WHAT YOU WILL DO:
Write down each of the records again, exactly and in full.
-- EXCERPTED DATA follows --
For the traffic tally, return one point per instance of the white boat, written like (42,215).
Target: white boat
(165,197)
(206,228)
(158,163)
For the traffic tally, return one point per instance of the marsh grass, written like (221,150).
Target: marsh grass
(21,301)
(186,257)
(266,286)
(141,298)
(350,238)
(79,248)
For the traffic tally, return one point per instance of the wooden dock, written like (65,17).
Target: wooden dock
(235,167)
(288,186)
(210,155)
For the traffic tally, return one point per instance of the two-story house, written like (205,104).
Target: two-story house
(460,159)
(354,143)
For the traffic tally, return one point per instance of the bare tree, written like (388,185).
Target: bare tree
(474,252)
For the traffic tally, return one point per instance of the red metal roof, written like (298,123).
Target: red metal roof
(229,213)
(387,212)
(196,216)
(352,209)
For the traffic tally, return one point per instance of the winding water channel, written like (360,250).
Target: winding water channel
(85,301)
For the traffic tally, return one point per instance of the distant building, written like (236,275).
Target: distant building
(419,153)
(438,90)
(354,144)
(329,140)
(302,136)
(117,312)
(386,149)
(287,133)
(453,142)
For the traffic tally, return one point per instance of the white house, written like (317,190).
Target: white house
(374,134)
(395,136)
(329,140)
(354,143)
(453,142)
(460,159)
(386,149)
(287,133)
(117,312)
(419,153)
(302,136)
-- EXCERPTED DATA concluded --
EXERCISE RESPONSE:
For the traffic tally, return one point per instance of the white boat, written like (42,215).
Target: white boat
(165,197)
(206,228)
(158,163)
For the traffic tally, return one point per instance of the marsh grass, written like (221,150).
Target: marsh grass
(21,301)
(186,257)
(266,286)
(141,298)
(350,238)
(79,248)
For the traffic tally, return one point per instance of the wooden dock, written like (65,17).
Target: wooden dock
(235,167)
(288,186)
(210,155)
For the traffic tally, return one point per instance of the two-story house, written like (205,104).
Target: two-story house
(460,159)
(354,143)
For the traffic tally, return one point per instance of the bare tree, written like (388,185).
Target: bare tree
(474,252)
For the traffic tally, return one point per instance of the red metal roof, written like (298,123).
Target: red metal roof
(229,213)
(387,212)
(196,216)
(352,209)
For the traffic tally, return one point per instance of the winding water channel, written like (360,250).
Target: winding water channel
(85,301)
For the traffic tally, return one point per instance of the distant building, written like (236,275).
Target: distant building
(419,153)
(438,90)
(354,144)
(329,140)
(302,136)
(117,312)
(386,149)
(287,133)
(453,142)
For the traffic tally, return one point per instance of the white house, written like (317,190).
Target: white house
(374,134)
(395,136)
(329,140)
(354,143)
(453,142)
(460,159)
(386,149)
(287,133)
(117,312)
(419,153)
(302,136)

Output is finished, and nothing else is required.